Task goal »
Return every entry exactly.

Input »

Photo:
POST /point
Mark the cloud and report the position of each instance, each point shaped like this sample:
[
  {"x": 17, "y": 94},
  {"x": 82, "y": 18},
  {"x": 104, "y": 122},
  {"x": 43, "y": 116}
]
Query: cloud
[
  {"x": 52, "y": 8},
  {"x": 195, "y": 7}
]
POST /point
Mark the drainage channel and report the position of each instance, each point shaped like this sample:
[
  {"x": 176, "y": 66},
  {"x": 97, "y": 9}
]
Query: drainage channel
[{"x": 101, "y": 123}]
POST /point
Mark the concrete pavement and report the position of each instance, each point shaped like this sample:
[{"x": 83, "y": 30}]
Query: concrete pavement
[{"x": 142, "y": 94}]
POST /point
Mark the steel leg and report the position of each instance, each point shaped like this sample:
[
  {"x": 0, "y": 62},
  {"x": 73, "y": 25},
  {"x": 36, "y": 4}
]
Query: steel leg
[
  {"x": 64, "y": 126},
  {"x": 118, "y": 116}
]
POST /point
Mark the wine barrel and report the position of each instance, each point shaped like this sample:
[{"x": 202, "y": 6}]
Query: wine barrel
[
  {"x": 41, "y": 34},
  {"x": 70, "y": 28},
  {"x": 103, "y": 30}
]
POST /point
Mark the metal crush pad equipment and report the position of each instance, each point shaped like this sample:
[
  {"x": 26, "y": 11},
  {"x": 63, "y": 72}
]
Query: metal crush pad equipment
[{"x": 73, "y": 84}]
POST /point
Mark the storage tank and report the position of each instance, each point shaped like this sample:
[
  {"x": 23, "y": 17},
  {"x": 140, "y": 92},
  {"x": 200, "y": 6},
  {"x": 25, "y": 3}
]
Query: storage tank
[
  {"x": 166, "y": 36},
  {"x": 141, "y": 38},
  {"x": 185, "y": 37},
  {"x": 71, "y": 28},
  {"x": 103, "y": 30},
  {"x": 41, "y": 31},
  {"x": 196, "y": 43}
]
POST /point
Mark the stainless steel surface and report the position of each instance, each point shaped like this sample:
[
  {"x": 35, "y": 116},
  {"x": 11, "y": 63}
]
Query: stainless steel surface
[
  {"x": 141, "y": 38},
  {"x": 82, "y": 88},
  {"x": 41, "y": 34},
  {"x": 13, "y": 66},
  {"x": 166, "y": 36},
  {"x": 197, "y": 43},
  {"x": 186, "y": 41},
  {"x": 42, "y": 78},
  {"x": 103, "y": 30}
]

Finished exercise »
Photo:
POST /point
Mark the cloud and report the position of each instance, each point shaped like this sample:
[
  {"x": 17, "y": 94},
  {"x": 82, "y": 18},
  {"x": 104, "y": 122},
  {"x": 43, "y": 116}
]
Query: cloud
[
  {"x": 52, "y": 8},
  {"x": 195, "y": 7}
]
POST /point
Mark the drainage channel and report the position of each instance, each point shaped like this sample:
[
  {"x": 176, "y": 66},
  {"x": 97, "y": 9}
]
Query: drainage channel
[{"x": 101, "y": 123}]
POST /point
Mark the concrete pavement and report the position of each instance, each point shaped like this sample:
[{"x": 83, "y": 30}]
Query: concrete pavement
[{"x": 142, "y": 94}]
POST /point
Mark the steel leg and report the position of each instance, each point shaped like this sample:
[
  {"x": 0, "y": 62},
  {"x": 73, "y": 25},
  {"x": 36, "y": 4}
]
Query: steel leg
[
  {"x": 64, "y": 126},
  {"x": 118, "y": 116}
]
POST /point
Mark the wine barrel and report the position of each instance, each point shaped like this sample:
[{"x": 202, "y": 6}]
Query: wine barrel
[
  {"x": 41, "y": 34},
  {"x": 70, "y": 28},
  {"x": 103, "y": 30}
]
POST /point
Mark the metal crush pad equipment and report the position of each instance, each point shaped like this sample:
[
  {"x": 26, "y": 11},
  {"x": 63, "y": 72}
]
Query: metal crush pad equipment
[{"x": 73, "y": 84}]
POST /point
Mark the storage tank and report the position of each instance, each point shaped like this sample:
[
  {"x": 23, "y": 17},
  {"x": 140, "y": 92},
  {"x": 200, "y": 6},
  {"x": 25, "y": 3}
]
Query: storage tank
[
  {"x": 166, "y": 36},
  {"x": 141, "y": 38},
  {"x": 185, "y": 37},
  {"x": 71, "y": 28},
  {"x": 103, "y": 30},
  {"x": 41, "y": 31},
  {"x": 196, "y": 43}
]
POST /point
Mark the stainless steel surface and report the position of each instance, each point shaped like this sample:
[
  {"x": 35, "y": 116},
  {"x": 11, "y": 63}
]
Query: stainless steel surface
[
  {"x": 141, "y": 38},
  {"x": 82, "y": 88},
  {"x": 41, "y": 34},
  {"x": 13, "y": 66},
  {"x": 166, "y": 36},
  {"x": 197, "y": 43},
  {"x": 186, "y": 41},
  {"x": 42, "y": 78},
  {"x": 103, "y": 30}
]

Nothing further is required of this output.